Format the lines from the one holding "the mug base?" through the one holding "[389,173,800,533]", inclusive, as a Markdown table with the columns Row and Line, numbering each row and skipping blank lines. Leave the pictures out of the table.

#### Data extract

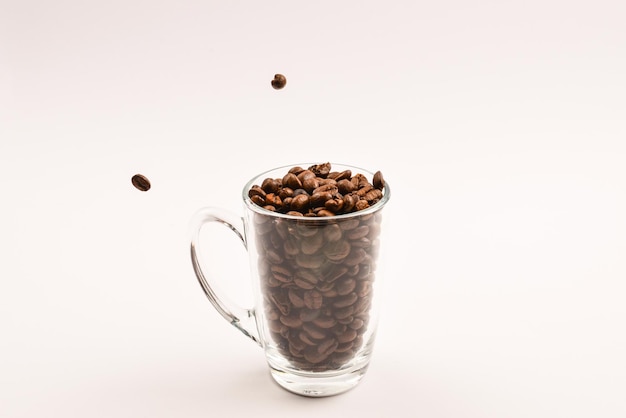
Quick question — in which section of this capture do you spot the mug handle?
[191,207,263,347]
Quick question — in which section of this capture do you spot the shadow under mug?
[191,164,390,397]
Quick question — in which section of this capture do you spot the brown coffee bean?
[300,308,321,322]
[348,318,365,330]
[337,328,357,344]
[302,323,328,340]
[309,163,331,178]
[372,171,385,190]
[333,292,359,308]
[317,338,339,356]
[296,254,324,269]
[269,293,291,316]
[303,290,324,309]
[280,315,302,328]
[324,224,343,242]
[287,290,304,308]
[270,264,293,283]
[335,278,356,296]
[302,175,320,193]
[334,305,355,319]
[298,332,317,346]
[130,174,152,192]
[248,164,384,371]
[304,347,328,364]
[346,225,370,240]
[354,199,370,211]
[300,232,324,255]
[322,239,352,261]
[335,337,354,353]
[309,192,333,208]
[271,74,287,90]
[313,316,337,329]
[261,178,281,193]
[291,194,310,213]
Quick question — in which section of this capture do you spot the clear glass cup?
[191,164,390,397]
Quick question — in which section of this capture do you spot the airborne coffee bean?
[248,163,385,371]
[130,174,151,192]
[272,74,287,90]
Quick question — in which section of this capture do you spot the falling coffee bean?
[131,174,150,192]
[272,74,287,90]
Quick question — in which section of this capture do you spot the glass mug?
[191,164,390,397]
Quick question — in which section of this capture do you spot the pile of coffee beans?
[248,163,385,216]
[249,163,384,371]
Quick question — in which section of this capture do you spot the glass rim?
[242,162,391,222]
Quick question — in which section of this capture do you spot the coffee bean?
[130,174,151,192]
[304,290,323,309]
[272,74,287,90]
[248,164,384,371]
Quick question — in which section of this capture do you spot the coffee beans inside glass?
[191,163,390,397]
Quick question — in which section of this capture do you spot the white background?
[0,0,626,418]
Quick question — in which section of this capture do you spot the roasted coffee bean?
[333,292,359,308]
[372,171,385,190]
[303,290,324,309]
[271,74,287,90]
[130,174,151,192]
[287,290,304,309]
[335,278,356,296]
[248,164,384,371]
[322,240,352,261]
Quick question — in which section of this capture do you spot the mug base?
[270,364,368,398]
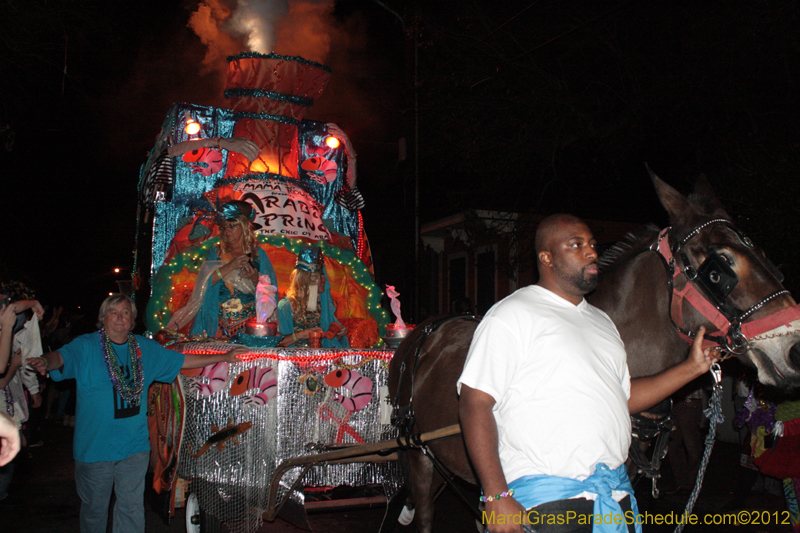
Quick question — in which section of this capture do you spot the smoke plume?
[189,0,333,71]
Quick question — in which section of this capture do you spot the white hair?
[97,292,136,328]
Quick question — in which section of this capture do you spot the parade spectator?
[0,294,44,368]
[0,413,20,467]
[28,294,246,533]
[458,215,712,533]
[168,200,276,337]
[278,246,348,348]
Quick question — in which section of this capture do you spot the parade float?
[136,53,406,532]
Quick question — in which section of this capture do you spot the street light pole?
[373,0,420,321]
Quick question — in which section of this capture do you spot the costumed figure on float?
[168,200,277,338]
[278,246,348,348]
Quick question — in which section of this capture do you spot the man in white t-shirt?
[458,215,713,533]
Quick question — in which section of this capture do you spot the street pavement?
[0,423,792,533]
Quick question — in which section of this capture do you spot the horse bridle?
[650,218,800,355]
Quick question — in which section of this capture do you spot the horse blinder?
[687,252,739,307]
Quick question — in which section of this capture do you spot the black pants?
[525,496,635,533]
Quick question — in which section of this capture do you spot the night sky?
[0,0,800,318]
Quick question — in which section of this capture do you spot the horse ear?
[645,163,691,226]
[694,174,730,218]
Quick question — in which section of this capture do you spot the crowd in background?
[0,281,94,505]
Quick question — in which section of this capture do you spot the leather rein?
[650,218,800,355]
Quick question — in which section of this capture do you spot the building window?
[448,254,467,313]
[475,247,497,315]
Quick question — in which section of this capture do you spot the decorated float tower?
[136,52,388,348]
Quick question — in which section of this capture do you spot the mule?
[389,173,800,533]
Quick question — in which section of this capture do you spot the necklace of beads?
[3,385,14,417]
[99,328,144,405]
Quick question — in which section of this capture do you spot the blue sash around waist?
[508,463,642,533]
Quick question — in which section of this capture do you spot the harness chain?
[675,363,725,533]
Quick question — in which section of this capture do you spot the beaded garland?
[98,328,144,405]
[228,52,331,72]
[223,88,314,107]
[233,111,300,126]
[478,489,514,502]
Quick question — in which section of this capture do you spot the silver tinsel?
[178,343,400,533]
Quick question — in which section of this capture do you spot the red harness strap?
[658,228,800,347]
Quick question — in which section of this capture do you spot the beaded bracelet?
[478,489,514,502]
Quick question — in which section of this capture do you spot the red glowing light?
[186,120,200,135]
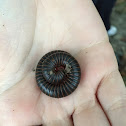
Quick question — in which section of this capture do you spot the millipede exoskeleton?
[36,50,81,98]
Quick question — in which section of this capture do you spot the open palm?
[0,0,126,126]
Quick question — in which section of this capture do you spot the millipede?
[36,50,81,98]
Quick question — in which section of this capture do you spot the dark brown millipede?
[36,50,81,98]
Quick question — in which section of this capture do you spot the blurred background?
[92,0,126,85]
[110,0,126,85]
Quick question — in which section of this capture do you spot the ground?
[110,0,126,84]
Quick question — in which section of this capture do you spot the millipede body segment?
[36,50,81,98]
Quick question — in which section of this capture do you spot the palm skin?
[0,0,126,126]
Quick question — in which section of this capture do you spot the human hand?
[0,0,126,126]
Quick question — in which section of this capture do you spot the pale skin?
[0,0,126,126]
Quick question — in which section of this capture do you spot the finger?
[97,70,126,126]
[43,118,74,126]
[73,99,110,126]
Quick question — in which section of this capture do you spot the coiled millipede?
[36,50,81,98]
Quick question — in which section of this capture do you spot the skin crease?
[0,0,126,126]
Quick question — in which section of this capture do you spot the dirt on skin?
[110,0,126,84]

########

Result of the exercise:
| Row | Line |
|---|---|
| 1 | Quick question — in which section of this capture do you spot the mug base? |
| 2 | [270,364,368,398] |
| 3 | Quick question — in which section of this capture do you spot the smoke plume? |
| 4 | [189,0,333,71] |
| 5 | Quick question — in which section of this capture do you spot the white hair? |
| 6 | [97,292,136,328] |
| 7 | Quick question — in which section of this capture do you spot the parade spectator? |
| 8 | [0,294,44,368] |
| 9 | [0,413,20,467] |
| 10 | [28,294,246,533] |
| 11 | [458,215,712,533] |
| 12 | [168,200,276,337] |
| 13 | [278,246,348,348] |
| 14 | Quick question — in which section of this capture do you spot the parade float? |
| 15 | [136,53,406,532] |
| 16 | Quick question — in which section of this capture do you spot the street light pole? |
| 17 | [373,0,420,321] |
| 18 | Quick question — in which section of this capture do you spot the costumed figure on float? |
| 19 | [168,200,277,338] |
| 20 | [278,246,348,348] |
| 21 | Quick question — in which section of this capture do you spot the man in white t-shirt? |
| 22 | [458,215,713,533] |
| 23 | Quick question — in which section of this capture do you spot the street pavement? |
| 24 | [0,423,792,533] |
| 25 | Quick question — in which section of this capture do you spot the horse bridle? |
| 26 | [650,218,800,355] |
| 27 | Quick question — in which section of this capture do you spot the horse blinder? |
| 28 | [687,252,739,307] |
| 29 | Quick question — in which section of this capture do you spot the black pants? |
| 30 | [525,496,635,533] |
| 31 | Quick question — in which section of this capture do you spot the night sky? |
| 32 | [0,0,800,318] |
| 33 | Quick question — in which section of this capture do you spot the horse ear? |
| 34 | [645,163,691,226] |
| 35 | [694,174,730,218] |
| 36 | Quick question — in which section of this capture do you spot the crowd in background? |
| 37 | [0,281,94,505] |
| 38 | Quick question — in which section of this capture do you spot the leather rein? |
| 39 | [650,218,800,355] |
| 40 | Quick question — in which section of this capture do you spot the building window? |
| 41 | [448,254,467,313] |
| 42 | [475,247,497,315] |
| 43 | Quick question — in which section of this capture do you spot the decorated float tower? |
| 44 | [136,52,388,348] |
| 45 | Quick question — in which section of this capture do you spot the mule? |
| 46 | [389,173,800,533] |